» Tasks to perform
- A) From the AppSync filtering article, reproduce the text between "GraphQL is my" and "Lambda and DynamoDB.", inclusive.
- B) Summarize the AppSync filtering article in two sentences.
- C) Answer these questions from the AppSync filtering article, one per line:
(i) What does the L in CRUDL stand for?
(ii) Where are the article's code and a fully functional environment available?
(iii) What license plate belongs to the Golf GTE in the sample response?

» Reading passage
<<<<

AppSync Insights Part 2: Implementing a reusable and generic String Filter in Python and DynamoDB

AppSync Insights Part 2: Implementing a reusable and generic String Filter in Python and DynamoDB

Luc van Donkersgoed

Luc van Donkersgoed

GraphQL is my go-to solution for any resource based API. I don’t know what the future might bring, but at this time I consider it the best platform for standardizing CRUDL operations. One very common feature of List operations (the L in CRUDL) is to filter results, for example “list the resources where ‘owner_name’ contains ‘Donkersgoed’”. In this post I will describe a standardized solution for filtering in AppSync, Lambda and DynamoDB.

This is part two in a three-part series about useful features I’ve built in AppSync. A full overview of the series:

All code in this article as well as a fully functional environment (Python app and CDK infrastructure) are available in my GraphQL Playground repository on GitHub.

The case for filtering

One of the most powerful features in GraphQL is that the client can tell the server exactly what data it wants to receive. For example, the following query …

{
  getCars {
    items {
      id
      make
      model
      licensePlate
    }
  }
}

… will return the following data:

{
  "data": {
    "getCars": {
      "items": [
        {
          "id": "078a9ebe-db9d-47c3-ab14-b1d923fae04f",
          "make": "Tesla",
          "model": "Model Y",
          "licensePlate": "XX-123-B"
        },
        {
          "id": "7ba706b4-ac16-49c1-ba33-7ceb34f2025c",
          "make": "Tesla",
          "model": "Model 3",
          "licensePlate": "AB-888-Z"
        },
        {
          "id": "a0a8b85a-0098-4c59-860d-45931782aad4",
          "make": "Volkswagen",
          "model": "Golf GTE",
          "licensePlate": "TR-543-X"
        }
      ]
    }
  }
}

If you don’t need the ID or make of the cars, adjust your query to…

{
  getCars {
    items {
      model
      licensePlate
    }
  }
}

… and the response will be:

{
  "data": {
    "getCars": {
      "items": [
        {
          "model": "Model Y",
          "licensePlate": "XX-123-B"
        },
        {
          "model": "Model 3",
          "licensePlate": "AB-888-Z"
        },
        {
          "model": "Golf GTE",
          "licensePlate": "TR-543-X"
        }
      ]
    }
  }
}

But what if you only want to retrieve Teslas or Volkswagens? With the solution above you would need to apply client-side filtering, which would go against the entire principle of putting as little data on the wire as possible. So we implement a filter.

>>>>

» The data
<<<<

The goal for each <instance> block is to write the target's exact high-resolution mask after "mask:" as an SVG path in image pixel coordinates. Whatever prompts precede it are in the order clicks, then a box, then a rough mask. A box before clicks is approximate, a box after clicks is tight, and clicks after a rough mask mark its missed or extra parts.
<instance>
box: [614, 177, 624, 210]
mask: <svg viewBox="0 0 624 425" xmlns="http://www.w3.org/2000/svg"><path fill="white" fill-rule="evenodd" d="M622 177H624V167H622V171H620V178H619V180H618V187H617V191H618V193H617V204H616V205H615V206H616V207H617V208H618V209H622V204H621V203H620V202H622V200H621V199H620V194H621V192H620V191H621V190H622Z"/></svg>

>>>>

» Answers by item number
- A)
GraphQL is my go-to solution for any resource based API. I don’t know what the future might bring, but at this time I consider it the best platform for standardizing CRUDL operations. One very common feature of List operations (the L in CRUDL) is to filter results, for example “list the resources where ‘owner_name’ contains ‘Donkersgoed’”. In this post I will describe a standardized solution for filtering in AppSync, Lambda and DynamoDB.

- B) GraphQL lets a client tell the server exactly what data it wants, so a car query can return only the requested fields, such as model and license plate. Retrieving only Teslas or Volkswagens would still require client-side filtering, which goes against putting as little data on the wire as possible, so the article describes a standardized filtering solution for AppSync, Lambda and DynamoDB.

- C)
(i) List
(ii) In the GraphQL Playground repository on GitHub
(iii) TR-543-X